▸ Document excerpt:
I am still quite surprised that pandas was so slow. Makes me reticent to use pandas in the future.
its because of the indexing
you can always drop down to numpy for better performance, ill show you
i think the organizational benefits of pandas makes it worth using for most things
then inside your functions you can switch to numpy
or again, numexpr
ok this is easier than i thought
does environment.yml have to always be named environment.yml?
no, as long as you always refer to it by name with -f
thank you
conda env update -n myenv -f env1.yaml
ty
so @modest rune numpy broadcasting has two rules: the dimensions that match are preserved, and the dimensions that are 1 are broadcast
that's what the solution i'm writing makes use of
this is good practice for me too btw i haven't written code like this in a while
Ahh... I think I need to read up on broadcasting. I am guessing your code does the same as mine but avoids the whole duplicating rows bit. Is my guess correct?
maybe... I definitely had a variable in the wrong place... that putCall_float variable. I had added it without validating the data. Doing all of that now.

▸ Exercise directions:
From the discussion of pandas and numpy above, extract the passage starting at "no, as long" and ending at "my guess correct?".

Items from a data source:

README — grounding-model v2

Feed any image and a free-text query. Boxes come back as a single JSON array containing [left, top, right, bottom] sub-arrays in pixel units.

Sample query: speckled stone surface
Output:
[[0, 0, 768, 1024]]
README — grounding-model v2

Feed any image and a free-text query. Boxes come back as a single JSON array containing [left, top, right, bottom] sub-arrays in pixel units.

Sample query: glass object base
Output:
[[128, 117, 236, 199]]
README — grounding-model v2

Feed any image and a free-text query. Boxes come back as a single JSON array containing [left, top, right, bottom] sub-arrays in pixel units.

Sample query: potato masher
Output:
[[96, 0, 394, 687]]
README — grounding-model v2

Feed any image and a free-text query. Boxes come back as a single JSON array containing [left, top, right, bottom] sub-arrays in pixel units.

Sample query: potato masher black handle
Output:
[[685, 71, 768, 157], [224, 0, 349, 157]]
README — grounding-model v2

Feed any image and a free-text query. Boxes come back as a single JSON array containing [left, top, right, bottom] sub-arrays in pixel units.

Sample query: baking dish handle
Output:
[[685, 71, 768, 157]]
---
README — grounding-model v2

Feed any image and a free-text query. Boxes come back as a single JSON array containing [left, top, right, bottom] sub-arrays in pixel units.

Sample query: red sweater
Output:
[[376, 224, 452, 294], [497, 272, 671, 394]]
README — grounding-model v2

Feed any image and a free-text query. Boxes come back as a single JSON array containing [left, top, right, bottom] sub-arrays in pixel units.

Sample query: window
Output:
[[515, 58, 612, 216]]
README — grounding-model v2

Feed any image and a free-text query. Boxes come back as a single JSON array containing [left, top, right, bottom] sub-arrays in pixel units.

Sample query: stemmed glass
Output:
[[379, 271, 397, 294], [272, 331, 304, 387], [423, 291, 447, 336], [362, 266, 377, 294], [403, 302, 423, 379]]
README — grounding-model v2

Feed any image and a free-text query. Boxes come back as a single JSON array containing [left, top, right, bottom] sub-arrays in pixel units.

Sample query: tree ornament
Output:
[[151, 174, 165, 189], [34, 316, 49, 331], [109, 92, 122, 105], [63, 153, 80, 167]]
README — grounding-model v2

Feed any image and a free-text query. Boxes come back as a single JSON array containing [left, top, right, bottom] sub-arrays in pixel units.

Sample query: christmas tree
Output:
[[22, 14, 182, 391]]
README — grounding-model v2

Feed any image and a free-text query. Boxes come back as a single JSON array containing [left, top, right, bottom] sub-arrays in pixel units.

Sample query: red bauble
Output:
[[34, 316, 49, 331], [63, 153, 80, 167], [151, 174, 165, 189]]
* * *
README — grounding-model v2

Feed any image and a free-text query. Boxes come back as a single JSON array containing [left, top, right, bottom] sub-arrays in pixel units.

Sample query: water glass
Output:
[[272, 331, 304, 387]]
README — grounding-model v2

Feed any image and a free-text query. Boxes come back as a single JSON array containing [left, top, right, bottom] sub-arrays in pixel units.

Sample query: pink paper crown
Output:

▸ Finished task:
no, as long as you always refer to it by name with -f
thank you
conda env update -n myenv -f env1.yaml
ty
so @modest rune numpy broadcasting has two rules: the dimensions that match are preserved, and the dimensions that are 1 are broadcast
that's what the solution i'm writing makes use of
this is good practice for me too btw i haven't written code like this in a while
Ahh... I think I need to read up on broadcasting. I am guessing your code does the same as mine but avoids the whole duplicating rows bit. Is my guess correct?